** START OF EXCERPTED RECORDS **

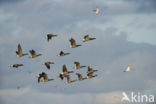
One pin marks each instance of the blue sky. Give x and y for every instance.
(125, 32)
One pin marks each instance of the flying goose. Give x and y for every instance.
(90, 75)
(19, 53)
(34, 54)
(69, 80)
(128, 69)
(96, 11)
(47, 64)
(73, 43)
(16, 65)
(49, 36)
(80, 78)
(78, 66)
(44, 76)
(87, 38)
(63, 54)
(90, 70)
(65, 72)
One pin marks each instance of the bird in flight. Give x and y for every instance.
(19, 53)
(73, 43)
(80, 78)
(78, 66)
(90, 70)
(69, 79)
(34, 54)
(16, 65)
(49, 36)
(44, 76)
(47, 64)
(62, 54)
(90, 75)
(87, 38)
(65, 72)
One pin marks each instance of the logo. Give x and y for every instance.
(137, 98)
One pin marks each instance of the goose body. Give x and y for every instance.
(65, 72)
(128, 69)
(69, 80)
(20, 53)
(34, 54)
(73, 43)
(16, 65)
(87, 38)
(78, 66)
(80, 78)
(90, 75)
(47, 64)
(63, 54)
(44, 76)
(49, 36)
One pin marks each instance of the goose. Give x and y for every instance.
(90, 70)
(49, 36)
(78, 66)
(44, 76)
(16, 65)
(80, 78)
(19, 53)
(34, 54)
(69, 80)
(63, 54)
(47, 64)
(128, 69)
(73, 43)
(65, 72)
(90, 75)
(87, 38)
(96, 11)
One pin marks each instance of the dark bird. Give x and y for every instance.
(34, 54)
(90, 75)
(80, 78)
(65, 72)
(16, 65)
(44, 76)
(63, 54)
(69, 80)
(90, 70)
(19, 53)
(47, 64)
(78, 66)
(87, 38)
(49, 36)
(73, 43)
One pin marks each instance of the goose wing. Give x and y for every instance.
(19, 49)
(72, 41)
(64, 68)
(77, 64)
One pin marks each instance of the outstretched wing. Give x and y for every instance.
(19, 49)
(77, 63)
(64, 68)
(72, 41)
(32, 52)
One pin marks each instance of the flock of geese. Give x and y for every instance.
(43, 77)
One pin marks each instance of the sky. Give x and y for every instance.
(125, 36)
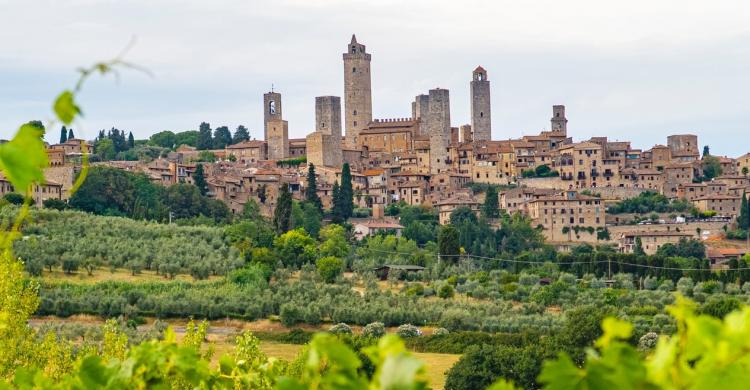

** END OF EXCERPTED RECORDS **

Please write out the rows word for word, starting at the line that contains "One pin marks each instance of the flock" and ending at the last row. Leave the pictures out of your answer.

* SOLUTION *
One pin marks each instance of the flock of geese. Give x and y for every instance.
(43, 77)
One pin marks each instance of the sky. Give x and y for every instance.
(125, 36)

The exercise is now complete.